begin DATA FOR PROCESSING

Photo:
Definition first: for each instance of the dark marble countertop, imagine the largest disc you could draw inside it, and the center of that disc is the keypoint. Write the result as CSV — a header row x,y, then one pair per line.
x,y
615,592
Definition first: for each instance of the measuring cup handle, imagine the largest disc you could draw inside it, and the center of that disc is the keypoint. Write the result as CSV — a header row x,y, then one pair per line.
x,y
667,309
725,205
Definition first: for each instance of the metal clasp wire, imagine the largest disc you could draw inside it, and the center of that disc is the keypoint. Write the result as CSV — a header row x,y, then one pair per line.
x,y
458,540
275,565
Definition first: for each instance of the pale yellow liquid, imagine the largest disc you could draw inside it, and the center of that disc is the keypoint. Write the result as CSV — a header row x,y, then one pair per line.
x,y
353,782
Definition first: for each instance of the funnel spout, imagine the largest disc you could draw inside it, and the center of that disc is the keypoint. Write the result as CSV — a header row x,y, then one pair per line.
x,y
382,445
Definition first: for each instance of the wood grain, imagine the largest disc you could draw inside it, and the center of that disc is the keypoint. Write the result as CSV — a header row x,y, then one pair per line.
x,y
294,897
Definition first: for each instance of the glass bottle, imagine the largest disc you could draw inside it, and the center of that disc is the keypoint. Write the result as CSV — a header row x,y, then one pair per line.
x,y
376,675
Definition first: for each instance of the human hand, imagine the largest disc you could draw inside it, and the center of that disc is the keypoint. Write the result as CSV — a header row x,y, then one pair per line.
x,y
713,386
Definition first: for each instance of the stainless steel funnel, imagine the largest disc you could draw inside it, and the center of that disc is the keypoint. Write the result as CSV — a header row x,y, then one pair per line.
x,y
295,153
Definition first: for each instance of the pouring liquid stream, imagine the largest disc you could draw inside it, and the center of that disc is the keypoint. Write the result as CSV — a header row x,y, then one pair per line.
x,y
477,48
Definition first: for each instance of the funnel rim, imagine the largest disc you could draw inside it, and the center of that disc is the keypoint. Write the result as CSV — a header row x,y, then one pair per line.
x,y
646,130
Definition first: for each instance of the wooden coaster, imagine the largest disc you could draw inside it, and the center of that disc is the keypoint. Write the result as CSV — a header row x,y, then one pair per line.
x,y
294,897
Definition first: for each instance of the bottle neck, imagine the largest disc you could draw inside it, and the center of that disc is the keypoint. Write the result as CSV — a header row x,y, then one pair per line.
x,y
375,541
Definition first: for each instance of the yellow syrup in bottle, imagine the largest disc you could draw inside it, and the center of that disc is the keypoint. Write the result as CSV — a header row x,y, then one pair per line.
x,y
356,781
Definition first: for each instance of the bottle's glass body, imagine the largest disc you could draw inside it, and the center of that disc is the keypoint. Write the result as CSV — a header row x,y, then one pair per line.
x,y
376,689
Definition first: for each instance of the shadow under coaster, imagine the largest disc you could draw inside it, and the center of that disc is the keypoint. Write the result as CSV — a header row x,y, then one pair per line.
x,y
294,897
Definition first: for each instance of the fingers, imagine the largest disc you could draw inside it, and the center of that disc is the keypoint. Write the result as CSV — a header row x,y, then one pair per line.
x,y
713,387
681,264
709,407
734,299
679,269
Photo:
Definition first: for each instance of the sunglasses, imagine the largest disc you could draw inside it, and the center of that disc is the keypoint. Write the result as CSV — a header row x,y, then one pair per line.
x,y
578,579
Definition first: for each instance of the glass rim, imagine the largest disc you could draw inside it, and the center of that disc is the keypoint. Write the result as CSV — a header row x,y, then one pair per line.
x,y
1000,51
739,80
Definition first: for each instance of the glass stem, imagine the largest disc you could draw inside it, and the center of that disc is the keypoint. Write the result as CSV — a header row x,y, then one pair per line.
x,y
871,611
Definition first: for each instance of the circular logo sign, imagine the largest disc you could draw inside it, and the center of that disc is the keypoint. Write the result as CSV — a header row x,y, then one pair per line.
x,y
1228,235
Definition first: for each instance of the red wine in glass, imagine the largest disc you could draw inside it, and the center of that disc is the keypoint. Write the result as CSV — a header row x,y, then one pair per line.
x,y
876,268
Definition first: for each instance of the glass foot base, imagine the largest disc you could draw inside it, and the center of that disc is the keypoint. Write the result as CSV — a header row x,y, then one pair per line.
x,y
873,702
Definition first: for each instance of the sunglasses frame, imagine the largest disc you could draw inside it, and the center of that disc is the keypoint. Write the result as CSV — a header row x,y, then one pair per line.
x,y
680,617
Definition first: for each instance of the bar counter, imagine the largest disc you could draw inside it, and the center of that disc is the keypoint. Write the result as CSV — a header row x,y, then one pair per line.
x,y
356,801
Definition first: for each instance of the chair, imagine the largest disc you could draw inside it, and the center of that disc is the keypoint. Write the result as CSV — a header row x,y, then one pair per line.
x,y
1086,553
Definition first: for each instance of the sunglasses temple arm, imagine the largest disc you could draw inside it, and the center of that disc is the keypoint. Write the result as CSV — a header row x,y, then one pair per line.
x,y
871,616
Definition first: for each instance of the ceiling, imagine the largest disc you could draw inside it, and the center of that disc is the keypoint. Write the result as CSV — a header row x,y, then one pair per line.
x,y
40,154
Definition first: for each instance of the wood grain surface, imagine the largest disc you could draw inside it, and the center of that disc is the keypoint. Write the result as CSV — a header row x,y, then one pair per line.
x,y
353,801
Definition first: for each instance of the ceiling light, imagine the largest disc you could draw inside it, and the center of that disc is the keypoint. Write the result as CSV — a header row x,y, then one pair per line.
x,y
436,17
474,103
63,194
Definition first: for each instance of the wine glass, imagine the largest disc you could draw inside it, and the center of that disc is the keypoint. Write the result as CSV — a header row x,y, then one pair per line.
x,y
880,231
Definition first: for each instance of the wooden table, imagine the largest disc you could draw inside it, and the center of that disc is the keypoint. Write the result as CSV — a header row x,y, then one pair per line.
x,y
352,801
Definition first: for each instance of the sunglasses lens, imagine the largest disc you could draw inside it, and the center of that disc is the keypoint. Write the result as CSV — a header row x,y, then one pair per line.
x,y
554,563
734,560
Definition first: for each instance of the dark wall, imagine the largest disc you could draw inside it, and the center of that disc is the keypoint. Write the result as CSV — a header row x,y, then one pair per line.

end DATA FOR PROCESSING

## [TO DO]
Reproduce every one of the lines above, word for word, with nothing changed or left out.

## [OUTPUT FOR THIS TASK]
Photo:
Definition first: for each instance of the dark marble countertop, imagine the largest disc you could draw inside it, and the center of that disc is the keypoint. Write the result as CSV — a header row x,y, then one pair per line.
x,y
615,592
Definition first: for each instance of the measuring cup handle, imagine the largest disc you could draw inside it, and the center of that disc is the keypoint. Write the result as CSV — a header row x,y, then one pair per line.
x,y
667,309
725,205
Definition first: for each instance of the metal clasp wire, imagine the largest disc you could draw inside it, and the center of that disc is the keypoint. Write the result as CSV — a header row x,y, then one pair per line.
x,y
458,540
275,565
Definition first: for each instance of the pale yellow liquid, imagine the largest disc you could draw inside it, and the center of that disc is the keypoint. Write the result as CSV — a header row x,y, then one pair per line.
x,y
353,782
Definition first: for each instance of the funnel spout, imagine the largest disc you could draw inside it, and the center of that disc is the keypoint. Write the result as CSV — a header row x,y, then one pair per line.
x,y
382,445
Definition first: for each instance of the wood grain, imagine the largest disc you could draw inside it, and the center of that disc is the keypoint. Write the result as CSV — a header row x,y, then one pair per line.
x,y
294,897
Definition first: for each instance of the glass bottle, imagine the largest disc you could draw inside it, and the center of that disc is the keypoint. Write the result as CSV — a header row x,y, then one pair per line.
x,y
376,675
Definition first: for each instance of the human hand, imagine the largest disc you could draw inside it, and the center of that disc is the keypoint. Write the result as CSV — a header row x,y, then one pair per line.
x,y
713,386
Definition first: for each instance of the stainless steel funnel, imagine the largest disc you could draw inside it, and the center of that disc is the keypoint. Write the result as CSV — a header row x,y, then one pair per line.
x,y
295,153
Definition first: for each instance of the pouring liquid stream, imagine the largest disc you could draw inside it, and the center of that disc is the keypoint. Write the result as CSV — a header row x,y, then one pair per line.
x,y
477,48
Definition first: for each instance of the funnel rim, imagine the largest disc you could draw inside it, and the center of that disc is the keypoint. Write the result as CSV — a header row x,y, then one pair per line.
x,y
646,130
Definition first: for each instance of the wooden coaster, imagine the largest disc you could draw inside it, and the center of that disc is the keypoint. Write the result as CSV — a header row x,y, then one pair per line.
x,y
294,897
Definition first: for each instance of the bottle neck, imagine the largest disc you could draw inside it, and the center of that disc is the keypoint. Write the result as CSV — a header row x,y, then one pair per line.
x,y
375,541
Definition first: for each instance of the yellow syrup in bottle, imagine the largest disc you could draw inside it, and the center of that disc is the keypoint. Write the result as CSV — a header row x,y, then one pair per line.
x,y
356,781
Definition first: for each instance of the bottle's glass body, imagine the largest disc you could draw inside it, and the center of that disc is the keypoint. Write the result as CSV — a header row x,y, then one pair per line.
x,y
376,689
Definition first: for each instance of the shadow under coaster, imagine the largest disc you could draw inside it, and the center of that disc is the keypoint. Write the result as CSV — a header row x,y, then one pair per line.
x,y
294,897
Definition first: for each instance of the fingers, imagine the largest disc you could draw inside it, and the center of that disc is the keypoint. Write the result as CSV — a header row x,y, then one pair per line.
x,y
713,387
681,264
709,407
734,299
679,269
Photo:
Definition first: for each instance of the sunglasses, imagine the largest disc you could draw inside it, and the center of that disc is the keypoint. Write the result as CSV — a header row x,y, then one pair per line.
x,y
578,579
Definition first: for each instance of the glass rim, imagine the largest disc you could draw inside it, and the center of that disc is the keypoint. Write the result as CSV — a header row x,y, then one pair per line.
x,y
1000,51
739,80
Definition first: for each instance of the glass stem, imagine the largest disc you could draw inside it, and the center of that disc is the keypoint. Write the result as CSV — a header row x,y, then one pair per line.
x,y
871,611
Definition first: for each instance of the circular logo sign, imagine the largest disc you could draw inside it, and the center of that disc is the keypoint. Write the result as CSV — a header row x,y, then one pair per line.
x,y
1228,235
Definition first: for each instance of the red wine in glass, imagine the largest disc you could draw inside it, and the center of that disc is the keypoint. Write the result as CSV — a header row x,y, then one pair per line.
x,y
876,268
Definition first: for each instance of the glass foot base, imagine the largest disc you could draw inside it, and the center of that disc is the keypoint. Write the result as CSV — a header row x,y, then one pair per line.
x,y
873,702
Definition first: for each instance of the sunglasses frame, imagine the largest disc you could draw inside it, and the center of that disc is the keypoint. Write the result as CSV — a header row x,y, then one pair per line.
x,y
680,617
Definition first: for each instance of the bar counter, imagine the largest disc you could draw inside it, and the center of that disc is the keypoint. Write the result as CSV — a header row x,y, then one pair per line.
x,y
356,801
Definition first: for each instance of the chair, imagine the largest disc you could draw inside it, and the center of that disc is the keypoint. Write the result as CSV — a header row x,y, then one pair per line.
x,y
1086,553
Definition first: for each instance of the sunglasses temple arm, imagine the largest disc you could draw inside it, and the center of that disc is the keypoint. Write the result as CSV — a header row x,y, then one pair per line.
x,y
871,616
Definition first: for each instance of the ceiling, imagine the largest disc you could draw inside it, and the center of that disc is the keypoint. Write the result as CSV — a header row x,y, then one pair per line.
x,y
40,154
Definition first: for each instance of the wood grain surface, imagine the largest disc you could draw inside it, and the center of that disc is the keypoint. Write the result as CSV — a header row x,y, then one pair per line.
x,y
353,801
Definition first: for each instance of the ceiling light, imagine the largest disc you could draw inside it, and the center of that disc is the keypoint. Write the result as CSV — a header row x,y, then one pair per line.
x,y
436,17
474,103
63,194
Definition first: for each instance of the wine glass, imagine the largest disc you could draw inside it, and the center of that disc is the keypoint. Write the result as CSV — a header row x,y, then one pair per line.
x,y
880,231
Definition first: for each instance of the wooden table, imagine the largest disc you could draw inside it, and the center of that disc is the keypoint. Write the result as CSV — a header row x,y, then one pair per line.
x,y
352,801
Definition first: for each instance of the sunglasses lens, imagine the largest disc you could draw inside it, and the center of that disc is the keypoint. Write the result as CSV — a header row x,y, then one pair per line.
x,y
554,563
734,560
Definition first: for each instance of the dark wall, imagine the largest disc you could draw inside it, and the center of that disc is the keypoint. Write the result as CSV — a header row x,y, then one pair per line.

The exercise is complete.